Mon entretien avec James McBride a eu lieu dans le jardin d’un restaurant du XIVe arrondissement de Paris. En arrivant, j’ai pu assister à la fin de son interview précédente. Non seulement il fumait des cigarettes à la chaîne – chose rare chez mes compatriotes –, mais il échangeait avec son interlocutrice en français, ce qui est encore plus inhabituel. Le chapeau de feutre posé sur la tête de cet homme à barbiche lui donnait l’air d’un musicien de jazz des années cinquante. De fait, le soir même, il devait jouait du saxophone avec son groupe à la Maison de la Poésie. Avais-je enfin trouvé un digne héritier de la grande tradition des Américains à Paris ? Lorsque nous fûmes présentés l’un à l’autre, je n’ai pas ôté mon propre chapeau. « Entre juifs, on garde la tête couverte, n’est-ce pas ? », l’ai-je taquiné, en le « checkant » à la manière des jeunes. Me serais-je permis ce geste familier si je n’avais pas lu La Couleur d’une mère, son bestseller, traduit dans une quinzaine de langues, où il raconte son enfance, ainsi que la vie de sa mère, fille d’un rabbin orthodoxe, reniée par ses parents lorsqu’elle épousa un pasteur noir pauvre ?
Steven Sampson : Je suis un peu intimidé, vous êtes si polyvalent : romancier, journaliste, scénariste, musicien, compositeur, professeur d’écriture. Comment faites-vous ?
James McBride : Il faut suivre la Muse. En France, ça aurait été plus facile, on apprécie la valeur de l’art. J’ai souvent songé à vivre ici, mais pour le moment je ne peux pas, je suis divorcé et j’ai un enfant de treize ans. Mais, à l’avenir, on ne sait jamais (2). En 1977, j’ai vécu une année sabbatique et j’ai résidé à Tours chez une Française d’un certain âge, Hélène Rouet. J’ai plus appris dans la cuisine de Mme Rouet que dans n’importe quelle université.
S. S. : Quelle a été la genèse de ce roman ?
J. McB. : J’étais à la Société historique de Frederick, dans le Maryland, en train de lire le journal intime d’un marchand juif des années 1850, et je suis tombé sur le 20 octobre 1859 : un récit de trois pages où il raconte ce qu’il a entendu sur la révolte de John Brown. Alors j’ai pris ma voiture et je suis allé à Harpers Ferry.
S. S. : L’oiseau du Bon Dieu existe-t-il vraiment ?
_ _ _
Consignes ::
(a) Relevez toutes les activités que Steven Sampson énumère pour James McBride dans l'entretien.
(b) Rédigez la suite de l'entretien avec James McBride en commençant juste après la dernière question posée.

Données fournies ::
_ _ _
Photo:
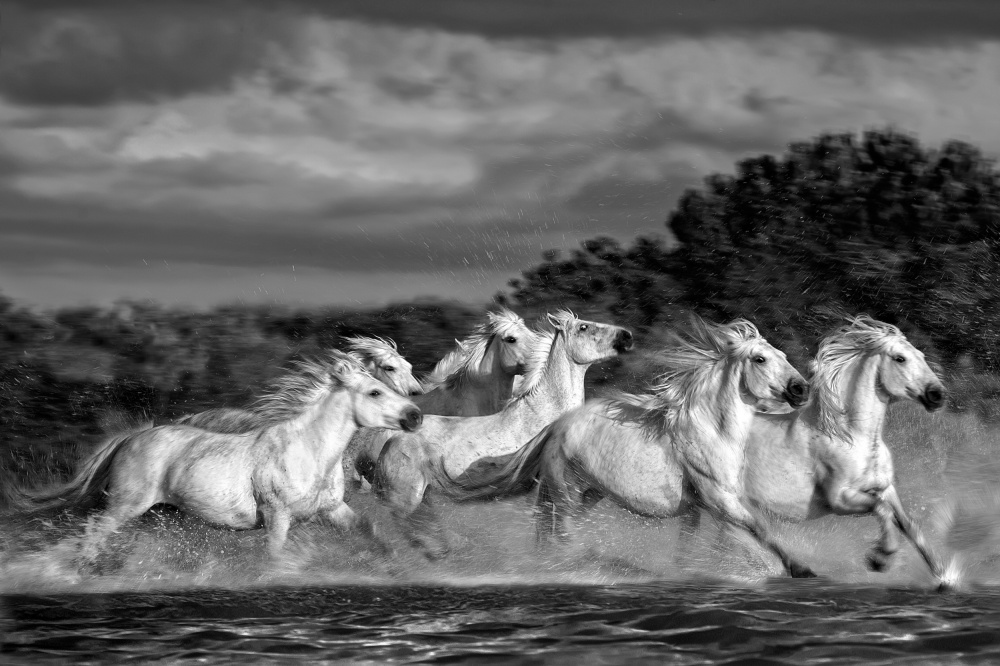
_ _ _
Réponses dans l'ordre ::
(a) Romancier, journaliste, scénariste, musicien, compositeur, professeur d'écriture.

(b)
J. McB. : J’ai un livre d’ornithologie à la maison, dans lequel il y a la photo d’une espèce de pivert ; quand tu le vois, il est si grand, tu te dis : « Bon Dieu ! » Maintenant, il a plus ou moins disparu.
S. S. : Vous avez été journaliste. L’investigation compte-t-elle beaucoup dans vos romans ?
J. McB. : En général, une écriture de qualité est basée sur des faits, sinon tu ne peux pas créer des tableaux. J’ai lu vingt-cinq ou trente livres sur John Brown. Écrire pour moi est facile, c’est chercher qui ne l’est pas. Quand c’est fini, les personnages commencent à déambuler.
S. S. : Dans L’Oiseau du Bon Dieu, vous semblez avoir restitué une partie submergée de l’histoire des Afro-Américains, leur avoir redonné leurs lettres de noblesse. En même temps, vous avez choisi comme héros un garçon qui se fait passer pour une fille.
J. McB. : L’histoire des Afro-Américains n’existe même pas dans le discours officiel, à moins de s’inscrire à l’Université. Être noir en Amérique, c’est comme être témoin de son propre lynchage, tout le monde fait un discours sur toi sauf toi. Ce garçon comprend que la meilleure chose c’est de ne rien dire, de laisser l’homme blanc définir le monde et d’accepter le cadre qu’il offre. C’est là que se trouve la dimension de comédie du livre. Et c’est important de mettre de la comédie quand tu parles de quelque chose d’aussi sérieux que l’esclavage.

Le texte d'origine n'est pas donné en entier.